(Record extracts)
══════════════════════════════

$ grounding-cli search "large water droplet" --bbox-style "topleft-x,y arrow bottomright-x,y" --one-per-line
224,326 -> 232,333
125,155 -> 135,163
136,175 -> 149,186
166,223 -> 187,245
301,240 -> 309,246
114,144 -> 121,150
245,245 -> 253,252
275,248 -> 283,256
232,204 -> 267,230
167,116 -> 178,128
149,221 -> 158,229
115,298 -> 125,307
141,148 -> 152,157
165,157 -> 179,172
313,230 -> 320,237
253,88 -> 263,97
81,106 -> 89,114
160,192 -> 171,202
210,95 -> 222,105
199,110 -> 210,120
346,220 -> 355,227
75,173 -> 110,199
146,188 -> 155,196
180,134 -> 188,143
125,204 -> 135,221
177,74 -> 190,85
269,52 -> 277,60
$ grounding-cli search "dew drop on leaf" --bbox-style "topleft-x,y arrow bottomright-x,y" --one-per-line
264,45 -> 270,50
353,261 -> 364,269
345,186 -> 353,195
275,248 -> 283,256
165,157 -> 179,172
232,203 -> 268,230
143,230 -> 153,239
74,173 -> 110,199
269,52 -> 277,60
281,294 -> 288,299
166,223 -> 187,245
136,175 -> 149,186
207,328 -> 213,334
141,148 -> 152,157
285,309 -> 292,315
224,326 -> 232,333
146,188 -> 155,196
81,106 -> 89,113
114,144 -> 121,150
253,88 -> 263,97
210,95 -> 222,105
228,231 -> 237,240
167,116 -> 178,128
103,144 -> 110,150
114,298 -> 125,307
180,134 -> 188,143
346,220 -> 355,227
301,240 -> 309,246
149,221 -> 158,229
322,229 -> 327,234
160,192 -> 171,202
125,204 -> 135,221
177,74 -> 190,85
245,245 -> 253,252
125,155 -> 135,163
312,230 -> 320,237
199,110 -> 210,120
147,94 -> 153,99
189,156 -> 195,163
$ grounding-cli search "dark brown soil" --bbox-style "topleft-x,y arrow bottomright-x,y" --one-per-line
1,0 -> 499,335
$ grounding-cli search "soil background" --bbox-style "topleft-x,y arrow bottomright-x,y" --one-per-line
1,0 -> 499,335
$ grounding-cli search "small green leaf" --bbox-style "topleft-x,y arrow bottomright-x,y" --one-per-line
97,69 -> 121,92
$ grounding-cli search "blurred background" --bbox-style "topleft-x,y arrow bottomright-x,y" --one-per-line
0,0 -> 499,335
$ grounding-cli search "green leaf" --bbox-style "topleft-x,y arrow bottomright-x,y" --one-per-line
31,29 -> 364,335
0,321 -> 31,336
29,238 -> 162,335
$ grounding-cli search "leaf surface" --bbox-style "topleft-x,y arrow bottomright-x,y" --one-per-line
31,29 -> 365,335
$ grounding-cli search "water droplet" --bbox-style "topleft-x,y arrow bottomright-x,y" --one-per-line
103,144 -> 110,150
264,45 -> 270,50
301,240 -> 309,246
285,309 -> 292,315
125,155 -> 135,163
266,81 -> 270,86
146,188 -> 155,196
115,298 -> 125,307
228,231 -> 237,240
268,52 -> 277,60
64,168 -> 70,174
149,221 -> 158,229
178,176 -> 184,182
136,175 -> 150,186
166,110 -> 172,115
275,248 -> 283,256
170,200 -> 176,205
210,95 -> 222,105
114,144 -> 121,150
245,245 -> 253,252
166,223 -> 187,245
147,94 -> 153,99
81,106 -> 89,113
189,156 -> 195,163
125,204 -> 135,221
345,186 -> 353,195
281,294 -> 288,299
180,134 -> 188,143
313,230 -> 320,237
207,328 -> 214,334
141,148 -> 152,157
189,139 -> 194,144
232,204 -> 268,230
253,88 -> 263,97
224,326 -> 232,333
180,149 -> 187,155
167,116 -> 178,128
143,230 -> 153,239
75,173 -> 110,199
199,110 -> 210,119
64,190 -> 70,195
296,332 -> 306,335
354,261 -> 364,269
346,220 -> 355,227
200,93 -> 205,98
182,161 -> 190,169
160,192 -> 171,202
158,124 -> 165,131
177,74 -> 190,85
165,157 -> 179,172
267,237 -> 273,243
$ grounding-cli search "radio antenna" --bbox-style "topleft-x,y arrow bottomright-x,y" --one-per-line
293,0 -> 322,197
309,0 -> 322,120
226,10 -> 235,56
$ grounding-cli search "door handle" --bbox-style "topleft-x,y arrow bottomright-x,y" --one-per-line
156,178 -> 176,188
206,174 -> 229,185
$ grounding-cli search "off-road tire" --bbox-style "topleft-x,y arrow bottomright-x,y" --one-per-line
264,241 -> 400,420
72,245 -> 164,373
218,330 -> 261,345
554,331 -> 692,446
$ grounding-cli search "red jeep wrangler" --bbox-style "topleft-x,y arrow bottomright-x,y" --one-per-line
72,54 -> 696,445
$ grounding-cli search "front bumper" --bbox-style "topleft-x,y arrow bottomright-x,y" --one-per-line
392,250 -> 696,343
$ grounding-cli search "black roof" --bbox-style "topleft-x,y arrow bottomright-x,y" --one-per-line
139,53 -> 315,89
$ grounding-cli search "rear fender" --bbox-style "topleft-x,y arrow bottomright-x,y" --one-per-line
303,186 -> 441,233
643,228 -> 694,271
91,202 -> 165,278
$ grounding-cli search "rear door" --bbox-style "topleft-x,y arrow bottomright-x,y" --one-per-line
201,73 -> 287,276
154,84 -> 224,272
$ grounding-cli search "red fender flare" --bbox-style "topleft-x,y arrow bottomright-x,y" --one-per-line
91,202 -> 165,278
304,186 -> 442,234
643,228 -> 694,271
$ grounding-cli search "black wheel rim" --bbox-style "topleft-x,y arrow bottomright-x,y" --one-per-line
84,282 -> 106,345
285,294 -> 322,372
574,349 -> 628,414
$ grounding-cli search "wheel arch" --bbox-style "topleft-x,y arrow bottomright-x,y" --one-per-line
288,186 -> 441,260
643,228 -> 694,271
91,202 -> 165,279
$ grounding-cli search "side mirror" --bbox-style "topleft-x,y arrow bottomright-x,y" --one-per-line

══════════════════════════════

(Work required) Set down each line of the material above without a single alteration.

(Reply)
$ grounding-cli search "large water droplet" --bbox-style "topleft-x,y arrow bottomright-x,y" --one-per-line
224,326 -> 232,333
125,155 -> 135,163
136,175 -> 149,186
166,223 -> 187,245
301,240 -> 309,246
114,144 -> 121,150
245,245 -> 253,252
275,248 -> 283,256
232,204 -> 267,230
167,116 -> 178,128
149,221 -> 158,229
115,298 -> 125,307
141,148 -> 152,157
165,157 -> 179,172
313,230 -> 320,237
253,88 -> 263,97
81,106 -> 89,114
160,192 -> 171,202
210,95 -> 222,105
199,110 -> 210,120
346,220 -> 355,227
75,173 -> 110,199
146,188 -> 155,196
180,134 -> 188,143
125,204 -> 135,221
177,74 -> 190,85
269,52 -> 277,60
$ grounding-cli search "dew drop on leaf" --bbox-style "topleft-x,y arrow bottomright-x,y" --one-per-line
264,45 -> 270,50
353,261 -> 364,269
345,186 -> 353,195
275,248 -> 283,256
165,157 -> 179,172
232,203 -> 268,230
143,230 -> 153,239
74,173 -> 110,199
269,52 -> 277,60
281,294 -> 288,299
166,223 -> 187,245
136,175 -> 149,186
207,328 -> 213,334
141,148 -> 152,157
285,309 -> 292,315
224,326 -> 232,333
146,188 -> 155,196
81,106 -> 89,113
114,144 -> 121,150
253,88 -> 263,97
210,95 -> 222,105
228,231 -> 237,240
167,116 -> 178,128
103,144 -> 110,150
114,298 -> 125,307
180,134 -> 188,143
346,220 -> 355,227
301,240 -> 309,246
149,221 -> 158,229
322,229 -> 327,234
160,192 -> 171,202
125,204 -> 135,221
177,74 -> 190,85
245,245 -> 253,252
125,155 -> 135,163
312,230 -> 320,237
199,110 -> 210,120
147,94 -> 153,99
189,156 -> 195,163
$ grounding-cli search "dark brown soil" --bbox-style "topleft-x,y arrow bottomright-x,y" --one-per-line
1,0 -> 499,335
$ grounding-cli search "soil background" --bbox-style "topleft-x,y arrow bottomright-x,y" --one-per-line
1,0 -> 499,335
$ grounding-cli search "small green leaf" --bbox-style "topleft-x,y arrow bottomright-x,y" --one-per-line
97,69 -> 121,92
$ grounding-cli search "blurred background" --bbox-style "topleft-x,y arrow bottomright-x,y" --one-per-line
0,0 -> 499,335
$ grounding-cli search "green leaf" --bbox-style "topleft-x,y arrow bottomright-x,y" --one-per-line
31,29 -> 364,335
0,321 -> 31,336
29,238 -> 162,335
$ grounding-cli search "leaf surface" --bbox-style "topleft-x,y arrow bottomright-x,y" --one-per-line
31,29 -> 365,335
$ grounding-cli search "water droplet" --bbox-style "topleft-x,y arrow bottomright-x,y" --one-per-line
103,144 -> 110,150
264,45 -> 270,50
301,240 -> 309,246
285,309 -> 292,315
125,155 -> 135,163
266,81 -> 270,86
146,188 -> 155,196
115,298 -> 125,307
228,231 -> 237,240
268,52 -> 277,60
64,168 -> 70,174
149,221 -> 158,229
178,176 -> 184,182
136,175 -> 150,186
166,110 -> 172,115
275,248 -> 283,256
170,200 -> 176,205
210,95 -> 222,105
114,144 -> 121,150
245,245 -> 253,252
166,223 -> 187,245
147,94 -> 153,99
81,106 -> 89,113
189,156 -> 195,163
125,204 -> 135,221
345,186 -> 353,195
281,294 -> 288,299
180,134 -> 188,143
313,230 -> 320,237
207,328 -> 214,334
141,148 -> 152,157
189,139 -> 194,144
232,204 -> 268,230
253,88 -> 263,97
224,326 -> 232,333
180,149 -> 187,155
167,116 -> 178,128
143,230 -> 153,239
75,173 -> 110,199
199,110 -> 210,119
64,190 -> 70,195
296,332 -> 306,335
354,261 -> 364,269
346,220 -> 355,227
200,93 -> 205,98
182,161 -> 190,169
160,192 -> 171,202
158,124 -> 165,131
177,74 -> 190,85
165,157 -> 179,172
267,237 -> 273,243
$ grounding-cli search "radio antenna" --bbox-style "topleft-x,y arrow bottomright-x,y" --one-per-line
293,0 -> 322,197
309,0 -> 322,120
226,10 -> 235,56
$ grounding-cli search "door handle" --bbox-style "topleft-x,y arrow bottomright-x,y" --one-per-line
156,178 -> 176,188
206,174 -> 229,185
$ grounding-cli search "off-road tire" --bbox-style "topleft-x,y arrow bottomright-x,y" --one-per-line
264,241 -> 400,420
72,245 -> 164,373
218,330 -> 261,345
554,331 -> 692,446
$ grounding-cli search "red jeep wrangler" --bbox-style "topleft-x,y arrow bottomright-x,y" --one-per-line
72,54 -> 696,445
$ grounding-cli search "front bumper" --bbox-style "topleft-x,y arrow bottomright-x,y" --one-per-line
392,250 -> 696,343
$ grounding-cli search "black roof" --bbox-style "topleft-x,y arrow bottomright-x,y" --one-per-line
139,53 -> 315,89
$ grounding-cli search "rear fender" --bbox-style "topleft-x,y arrow bottomright-x,y" --one-per-line
303,186 -> 441,233
643,228 -> 694,271
91,202 -> 165,278
$ grounding-cli search "rear door" --bbox-style "topleft-x,y arrow bottomright-x,y" --one-per-line
201,73 -> 287,276
154,84 -> 224,272
$ grounding-cli search "red fender flare" --bbox-style "topleft-x,y arrow bottomright-x,y" --one-per-line
91,202 -> 165,278
304,186 -> 442,234
643,228 -> 694,271
$ grounding-cli search "black wheel rim" --bbox-style "topleft-x,y arrow bottomright-x,y" --one-per-line
84,282 -> 106,345
285,294 -> 322,372
574,349 -> 628,414
$ grounding-cli search "wheel arch" --bbox-style "topleft-x,y arrow bottomright-x,y" --one-per-line
288,186 -> 441,260
643,228 -> 694,271
91,202 -> 165,279
$ grounding-cli search "side mirror" --bbox-style "topleft-x,y arrow bottomright-x,y" --one-per-line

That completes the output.